-- YOUR INSTRUCTIONS --
Rewrite each line of the listing below, changing "innermost point" to "center point" and leaving everything else as it is. Omit the pictures from your answer.
◇ ◇ ◇
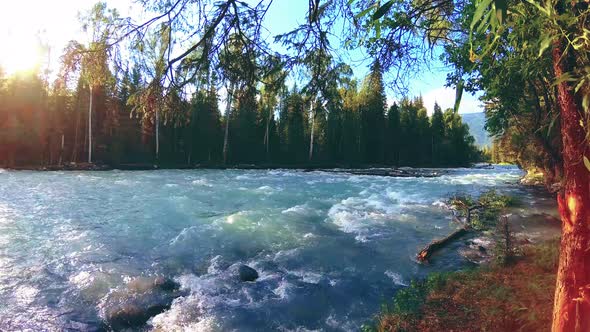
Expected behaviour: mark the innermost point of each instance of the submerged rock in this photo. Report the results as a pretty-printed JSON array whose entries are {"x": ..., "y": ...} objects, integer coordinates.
[
  {"x": 247, "y": 273},
  {"x": 141, "y": 299}
]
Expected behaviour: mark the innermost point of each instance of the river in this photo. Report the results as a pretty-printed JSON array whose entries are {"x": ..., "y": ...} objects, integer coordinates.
[{"x": 329, "y": 248}]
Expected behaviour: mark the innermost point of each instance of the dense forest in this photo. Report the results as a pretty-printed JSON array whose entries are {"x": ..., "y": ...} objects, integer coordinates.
[
  {"x": 153, "y": 91},
  {"x": 48, "y": 124}
]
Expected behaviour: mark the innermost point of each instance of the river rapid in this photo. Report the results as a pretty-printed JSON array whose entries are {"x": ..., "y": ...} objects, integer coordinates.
[{"x": 329, "y": 248}]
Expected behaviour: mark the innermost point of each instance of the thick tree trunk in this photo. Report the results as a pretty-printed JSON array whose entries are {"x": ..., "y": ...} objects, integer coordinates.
[
  {"x": 571, "y": 311},
  {"x": 75, "y": 149},
  {"x": 312, "y": 132},
  {"x": 90, "y": 128},
  {"x": 157, "y": 136},
  {"x": 266, "y": 135},
  {"x": 227, "y": 116}
]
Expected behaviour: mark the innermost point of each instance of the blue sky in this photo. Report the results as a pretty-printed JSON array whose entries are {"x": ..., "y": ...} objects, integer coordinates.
[{"x": 57, "y": 22}]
◇ ◇ ◇
-- RESPONSE BELOW --
Expected behaviour: mark the center point of each instance of the submerged rock in this photo. Report the results as a pretty-printed JSON array whose entries are {"x": ..., "y": ...} objects, integer coordinates.
[
  {"x": 247, "y": 273},
  {"x": 141, "y": 299}
]
Expected behaviour: mark the center point of each instance of the river in this photo. Report the results as a pretty-printed JSON array whose entries are {"x": ..., "y": ...} objects, integer coordinates.
[{"x": 329, "y": 248}]
Expected behaviour: mark the center point of each instance of the dense forest in this photo. Report the results as a pretty-printed JSON array whose entries are {"x": ..., "y": ...} objects, integer coordinates.
[
  {"x": 153, "y": 91},
  {"x": 48, "y": 124}
]
Expected behaviour: mark the center point of each instance of the river rapid in this photo. Report the results as a pretty-printed JSON array whose entries are {"x": ..., "y": ...} objects, integer coordinates.
[{"x": 329, "y": 248}]
Expected behaviour: mark the center point of each instance of the thick tree trunk in this photo. Report the results as a pretty-printed JSON array whose entries are {"x": ..., "y": ...} objects, integer coordinates.
[
  {"x": 571, "y": 311},
  {"x": 75, "y": 149},
  {"x": 312, "y": 132},
  {"x": 90, "y": 128},
  {"x": 157, "y": 136},
  {"x": 266, "y": 135},
  {"x": 227, "y": 116}
]
Expected behaviour: mark the center point of each instance of the blue sky in this photo. Report the results as a pretty-printed JSON array whose entries are {"x": ..., "y": ...} objects, integer coordinates.
[{"x": 57, "y": 22}]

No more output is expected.